▸ Short exercise
Return every line of the data that contains the word "billboard".

* BEGIN Provided information *

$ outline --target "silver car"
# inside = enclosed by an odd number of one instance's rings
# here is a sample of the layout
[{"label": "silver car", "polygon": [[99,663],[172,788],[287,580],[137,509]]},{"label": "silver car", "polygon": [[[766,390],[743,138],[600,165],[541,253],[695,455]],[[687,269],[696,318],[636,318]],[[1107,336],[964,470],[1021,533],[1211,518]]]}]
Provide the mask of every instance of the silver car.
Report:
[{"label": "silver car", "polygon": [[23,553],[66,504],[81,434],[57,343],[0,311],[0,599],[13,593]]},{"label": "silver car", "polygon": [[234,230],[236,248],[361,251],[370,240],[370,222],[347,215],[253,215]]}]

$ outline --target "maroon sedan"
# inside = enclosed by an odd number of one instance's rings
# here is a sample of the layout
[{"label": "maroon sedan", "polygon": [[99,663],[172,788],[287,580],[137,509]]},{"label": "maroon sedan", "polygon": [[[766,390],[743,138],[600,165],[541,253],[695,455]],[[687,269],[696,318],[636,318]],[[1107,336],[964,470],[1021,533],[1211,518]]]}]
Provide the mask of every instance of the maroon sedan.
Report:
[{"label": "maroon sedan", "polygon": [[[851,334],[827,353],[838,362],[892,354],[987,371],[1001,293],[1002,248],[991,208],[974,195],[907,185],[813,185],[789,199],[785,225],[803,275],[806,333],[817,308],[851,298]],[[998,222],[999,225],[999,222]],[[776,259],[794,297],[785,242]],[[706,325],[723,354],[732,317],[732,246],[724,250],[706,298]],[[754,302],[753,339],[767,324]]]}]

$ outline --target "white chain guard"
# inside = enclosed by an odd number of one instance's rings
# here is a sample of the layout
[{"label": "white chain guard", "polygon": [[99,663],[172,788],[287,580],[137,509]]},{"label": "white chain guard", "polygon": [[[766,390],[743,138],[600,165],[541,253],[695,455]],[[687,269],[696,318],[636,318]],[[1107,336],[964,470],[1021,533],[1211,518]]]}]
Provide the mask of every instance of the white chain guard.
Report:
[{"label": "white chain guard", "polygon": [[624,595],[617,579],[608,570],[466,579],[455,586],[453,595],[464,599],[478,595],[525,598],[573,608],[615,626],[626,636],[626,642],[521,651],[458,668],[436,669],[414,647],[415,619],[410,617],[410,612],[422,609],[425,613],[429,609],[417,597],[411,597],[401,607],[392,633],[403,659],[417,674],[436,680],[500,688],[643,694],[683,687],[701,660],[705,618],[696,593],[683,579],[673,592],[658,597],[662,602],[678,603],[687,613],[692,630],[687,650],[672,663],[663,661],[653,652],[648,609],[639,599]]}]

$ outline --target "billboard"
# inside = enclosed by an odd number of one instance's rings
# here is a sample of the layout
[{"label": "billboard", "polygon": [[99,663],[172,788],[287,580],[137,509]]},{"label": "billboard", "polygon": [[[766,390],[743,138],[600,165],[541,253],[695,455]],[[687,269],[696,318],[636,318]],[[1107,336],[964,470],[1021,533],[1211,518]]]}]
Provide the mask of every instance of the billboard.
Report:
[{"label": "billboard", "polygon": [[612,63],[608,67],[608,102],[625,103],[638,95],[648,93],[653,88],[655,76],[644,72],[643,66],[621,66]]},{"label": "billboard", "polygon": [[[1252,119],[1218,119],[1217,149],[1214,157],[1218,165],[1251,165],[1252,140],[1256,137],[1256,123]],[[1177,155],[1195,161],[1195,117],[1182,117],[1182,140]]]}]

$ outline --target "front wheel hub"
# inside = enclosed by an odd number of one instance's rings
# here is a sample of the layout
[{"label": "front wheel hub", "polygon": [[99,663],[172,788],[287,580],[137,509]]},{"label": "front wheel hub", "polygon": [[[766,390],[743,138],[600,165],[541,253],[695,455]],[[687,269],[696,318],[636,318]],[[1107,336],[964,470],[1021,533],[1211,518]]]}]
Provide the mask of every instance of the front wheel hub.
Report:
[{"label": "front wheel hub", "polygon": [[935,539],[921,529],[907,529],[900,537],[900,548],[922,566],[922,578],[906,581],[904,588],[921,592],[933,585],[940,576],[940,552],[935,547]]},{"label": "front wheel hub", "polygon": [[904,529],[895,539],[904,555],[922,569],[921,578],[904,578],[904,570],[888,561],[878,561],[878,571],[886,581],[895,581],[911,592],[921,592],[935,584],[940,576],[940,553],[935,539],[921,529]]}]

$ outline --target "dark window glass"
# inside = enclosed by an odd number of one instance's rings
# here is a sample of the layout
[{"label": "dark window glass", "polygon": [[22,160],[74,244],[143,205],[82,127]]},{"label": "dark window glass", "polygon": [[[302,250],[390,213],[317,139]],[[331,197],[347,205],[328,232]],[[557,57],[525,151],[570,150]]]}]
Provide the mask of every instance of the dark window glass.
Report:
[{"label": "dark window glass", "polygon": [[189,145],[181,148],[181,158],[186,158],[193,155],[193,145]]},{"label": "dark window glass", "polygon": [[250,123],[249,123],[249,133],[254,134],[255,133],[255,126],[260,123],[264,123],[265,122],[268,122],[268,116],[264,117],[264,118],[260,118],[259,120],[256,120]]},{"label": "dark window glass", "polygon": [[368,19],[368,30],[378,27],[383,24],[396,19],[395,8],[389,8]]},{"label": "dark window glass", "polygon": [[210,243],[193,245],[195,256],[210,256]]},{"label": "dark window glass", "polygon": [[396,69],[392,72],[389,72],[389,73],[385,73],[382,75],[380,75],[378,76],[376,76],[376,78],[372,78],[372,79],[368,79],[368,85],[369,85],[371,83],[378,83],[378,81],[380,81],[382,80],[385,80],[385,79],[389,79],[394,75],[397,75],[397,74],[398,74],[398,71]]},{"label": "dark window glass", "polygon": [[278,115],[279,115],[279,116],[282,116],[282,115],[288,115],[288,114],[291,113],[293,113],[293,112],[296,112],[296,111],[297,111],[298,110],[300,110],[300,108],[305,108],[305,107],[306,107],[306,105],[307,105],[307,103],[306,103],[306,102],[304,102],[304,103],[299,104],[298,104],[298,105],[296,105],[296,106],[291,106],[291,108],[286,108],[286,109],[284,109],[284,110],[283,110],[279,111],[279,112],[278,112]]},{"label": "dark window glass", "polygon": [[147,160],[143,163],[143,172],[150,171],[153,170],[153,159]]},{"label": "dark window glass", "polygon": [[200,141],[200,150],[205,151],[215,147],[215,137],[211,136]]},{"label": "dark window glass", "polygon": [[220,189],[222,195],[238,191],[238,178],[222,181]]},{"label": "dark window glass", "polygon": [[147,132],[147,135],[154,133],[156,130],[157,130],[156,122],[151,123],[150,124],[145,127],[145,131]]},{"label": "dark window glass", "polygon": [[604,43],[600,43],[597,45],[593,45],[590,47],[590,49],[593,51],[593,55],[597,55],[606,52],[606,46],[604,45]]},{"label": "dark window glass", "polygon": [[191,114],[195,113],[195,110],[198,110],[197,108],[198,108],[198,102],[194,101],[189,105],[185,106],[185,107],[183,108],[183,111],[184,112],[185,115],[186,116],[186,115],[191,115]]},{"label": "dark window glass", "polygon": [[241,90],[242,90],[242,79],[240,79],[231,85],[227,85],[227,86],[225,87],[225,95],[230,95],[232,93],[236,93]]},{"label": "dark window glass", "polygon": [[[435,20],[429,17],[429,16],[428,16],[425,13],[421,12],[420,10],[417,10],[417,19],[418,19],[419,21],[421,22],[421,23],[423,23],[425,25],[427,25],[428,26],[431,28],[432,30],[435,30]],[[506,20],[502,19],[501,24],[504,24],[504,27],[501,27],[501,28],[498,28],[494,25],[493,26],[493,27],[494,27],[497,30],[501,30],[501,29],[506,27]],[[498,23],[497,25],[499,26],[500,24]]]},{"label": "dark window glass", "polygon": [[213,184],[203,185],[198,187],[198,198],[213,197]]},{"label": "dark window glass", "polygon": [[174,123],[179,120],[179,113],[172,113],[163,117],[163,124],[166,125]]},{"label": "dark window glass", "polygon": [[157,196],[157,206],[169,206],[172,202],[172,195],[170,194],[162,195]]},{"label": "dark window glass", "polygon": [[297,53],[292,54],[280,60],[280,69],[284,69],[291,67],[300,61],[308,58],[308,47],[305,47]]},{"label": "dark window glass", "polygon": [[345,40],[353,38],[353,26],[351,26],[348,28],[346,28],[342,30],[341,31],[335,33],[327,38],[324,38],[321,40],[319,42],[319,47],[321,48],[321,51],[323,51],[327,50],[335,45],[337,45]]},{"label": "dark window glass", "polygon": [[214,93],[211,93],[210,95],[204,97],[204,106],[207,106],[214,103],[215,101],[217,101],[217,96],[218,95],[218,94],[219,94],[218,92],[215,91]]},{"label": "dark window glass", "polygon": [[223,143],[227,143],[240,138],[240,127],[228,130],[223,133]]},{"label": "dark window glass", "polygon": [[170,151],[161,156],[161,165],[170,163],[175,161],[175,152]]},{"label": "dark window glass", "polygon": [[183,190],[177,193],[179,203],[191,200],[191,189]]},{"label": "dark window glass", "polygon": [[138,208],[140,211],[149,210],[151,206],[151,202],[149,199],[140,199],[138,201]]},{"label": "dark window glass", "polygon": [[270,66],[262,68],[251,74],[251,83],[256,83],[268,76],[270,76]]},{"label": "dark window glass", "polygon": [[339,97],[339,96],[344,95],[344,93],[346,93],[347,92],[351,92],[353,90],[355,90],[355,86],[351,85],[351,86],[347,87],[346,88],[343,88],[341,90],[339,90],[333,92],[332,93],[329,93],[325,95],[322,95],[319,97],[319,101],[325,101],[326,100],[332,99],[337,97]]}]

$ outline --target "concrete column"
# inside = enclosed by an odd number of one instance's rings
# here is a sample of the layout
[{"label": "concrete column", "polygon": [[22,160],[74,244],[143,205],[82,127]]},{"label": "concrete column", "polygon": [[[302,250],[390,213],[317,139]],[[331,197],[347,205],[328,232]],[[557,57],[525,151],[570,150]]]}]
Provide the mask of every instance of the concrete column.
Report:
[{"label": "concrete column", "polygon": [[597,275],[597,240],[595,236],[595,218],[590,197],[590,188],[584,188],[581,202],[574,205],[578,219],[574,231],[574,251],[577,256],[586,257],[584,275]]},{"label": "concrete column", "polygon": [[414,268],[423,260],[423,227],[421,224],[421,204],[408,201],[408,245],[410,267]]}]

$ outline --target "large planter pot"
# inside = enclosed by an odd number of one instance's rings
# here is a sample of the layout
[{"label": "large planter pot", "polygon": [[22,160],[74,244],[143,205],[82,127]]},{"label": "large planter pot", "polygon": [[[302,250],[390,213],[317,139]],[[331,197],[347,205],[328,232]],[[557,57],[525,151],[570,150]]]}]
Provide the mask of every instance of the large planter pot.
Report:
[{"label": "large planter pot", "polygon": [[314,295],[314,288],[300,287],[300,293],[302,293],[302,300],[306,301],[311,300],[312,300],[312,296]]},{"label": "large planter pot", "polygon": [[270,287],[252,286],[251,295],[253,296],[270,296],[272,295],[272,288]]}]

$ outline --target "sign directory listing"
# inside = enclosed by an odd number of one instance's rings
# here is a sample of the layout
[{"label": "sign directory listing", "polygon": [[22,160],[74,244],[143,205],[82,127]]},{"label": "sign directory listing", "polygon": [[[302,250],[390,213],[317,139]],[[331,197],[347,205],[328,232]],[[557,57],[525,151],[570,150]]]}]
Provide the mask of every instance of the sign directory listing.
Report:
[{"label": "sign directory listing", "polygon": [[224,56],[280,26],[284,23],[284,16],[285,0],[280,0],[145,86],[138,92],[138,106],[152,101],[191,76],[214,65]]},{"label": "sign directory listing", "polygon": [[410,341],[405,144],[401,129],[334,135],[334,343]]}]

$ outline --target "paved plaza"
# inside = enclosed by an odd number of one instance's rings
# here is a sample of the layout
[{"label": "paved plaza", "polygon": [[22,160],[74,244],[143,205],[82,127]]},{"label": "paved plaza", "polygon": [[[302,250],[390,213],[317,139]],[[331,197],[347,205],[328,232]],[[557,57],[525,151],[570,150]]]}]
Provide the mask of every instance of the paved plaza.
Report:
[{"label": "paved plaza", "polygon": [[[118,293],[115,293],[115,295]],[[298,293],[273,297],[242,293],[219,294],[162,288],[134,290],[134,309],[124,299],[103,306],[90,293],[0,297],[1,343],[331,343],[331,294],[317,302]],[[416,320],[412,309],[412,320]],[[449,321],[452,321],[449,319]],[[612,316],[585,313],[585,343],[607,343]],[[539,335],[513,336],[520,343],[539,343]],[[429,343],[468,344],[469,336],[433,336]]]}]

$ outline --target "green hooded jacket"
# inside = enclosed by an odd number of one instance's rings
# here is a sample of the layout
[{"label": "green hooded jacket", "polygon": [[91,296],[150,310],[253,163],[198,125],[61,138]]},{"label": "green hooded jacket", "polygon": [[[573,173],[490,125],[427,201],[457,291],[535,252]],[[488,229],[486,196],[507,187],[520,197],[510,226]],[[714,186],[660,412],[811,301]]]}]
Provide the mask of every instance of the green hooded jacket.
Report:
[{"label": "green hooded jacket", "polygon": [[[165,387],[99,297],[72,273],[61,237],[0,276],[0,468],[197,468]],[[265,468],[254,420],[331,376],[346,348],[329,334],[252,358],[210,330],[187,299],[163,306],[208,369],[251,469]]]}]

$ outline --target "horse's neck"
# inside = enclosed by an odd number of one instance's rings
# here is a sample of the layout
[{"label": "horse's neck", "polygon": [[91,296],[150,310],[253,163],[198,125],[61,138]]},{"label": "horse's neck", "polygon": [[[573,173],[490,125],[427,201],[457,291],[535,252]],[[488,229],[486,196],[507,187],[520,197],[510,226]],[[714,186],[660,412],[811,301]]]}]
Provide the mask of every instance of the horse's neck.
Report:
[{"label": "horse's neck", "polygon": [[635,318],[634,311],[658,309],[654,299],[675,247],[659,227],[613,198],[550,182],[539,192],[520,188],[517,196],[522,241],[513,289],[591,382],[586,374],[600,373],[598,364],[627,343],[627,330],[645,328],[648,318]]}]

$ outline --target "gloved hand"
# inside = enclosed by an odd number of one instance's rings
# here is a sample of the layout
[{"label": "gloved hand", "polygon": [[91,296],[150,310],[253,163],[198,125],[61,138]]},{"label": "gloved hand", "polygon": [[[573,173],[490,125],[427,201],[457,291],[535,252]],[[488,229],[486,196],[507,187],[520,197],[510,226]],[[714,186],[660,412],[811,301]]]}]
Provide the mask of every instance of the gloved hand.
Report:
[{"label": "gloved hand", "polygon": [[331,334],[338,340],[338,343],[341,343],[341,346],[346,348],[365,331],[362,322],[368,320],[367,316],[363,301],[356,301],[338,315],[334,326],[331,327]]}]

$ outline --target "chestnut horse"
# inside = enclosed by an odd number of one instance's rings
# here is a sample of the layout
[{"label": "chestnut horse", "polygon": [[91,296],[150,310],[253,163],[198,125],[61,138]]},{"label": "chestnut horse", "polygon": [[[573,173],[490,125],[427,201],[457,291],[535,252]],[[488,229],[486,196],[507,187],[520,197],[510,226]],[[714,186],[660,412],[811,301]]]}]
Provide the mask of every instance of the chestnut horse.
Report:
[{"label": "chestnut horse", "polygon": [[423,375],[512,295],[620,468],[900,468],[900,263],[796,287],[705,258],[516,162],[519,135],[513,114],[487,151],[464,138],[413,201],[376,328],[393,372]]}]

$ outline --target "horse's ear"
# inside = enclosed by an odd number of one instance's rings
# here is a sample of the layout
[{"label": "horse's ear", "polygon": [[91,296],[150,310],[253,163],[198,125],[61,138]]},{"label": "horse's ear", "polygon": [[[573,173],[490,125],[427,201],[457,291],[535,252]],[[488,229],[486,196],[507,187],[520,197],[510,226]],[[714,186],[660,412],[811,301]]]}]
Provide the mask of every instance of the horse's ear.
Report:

* END Provided information *

▸ Problem solution
$ outline --target "billboard"
[{"label": "billboard", "polygon": [[99,663],[172,788],[287,580],[137,509]]},{"label": "billboard", "polygon": [[[766,390],[743,138],[600,165],[541,253],[695,455]],[[687,269],[696,318],[636,318]],[[1107,336],[964,470],[1021,533],[1211,518]]]}]
Provide the mask of every instance of the billboard.
[{"label": "billboard", "polygon": [[612,63],[608,67],[608,102],[625,103],[638,95],[648,93],[653,88],[655,76],[644,72],[643,66],[621,66]]},{"label": "billboard", "polygon": [[[1252,119],[1218,119],[1217,149],[1214,157],[1218,165],[1251,165],[1252,140],[1256,137],[1256,123]],[[1177,155],[1195,161],[1195,117],[1182,117],[1182,140]]]}]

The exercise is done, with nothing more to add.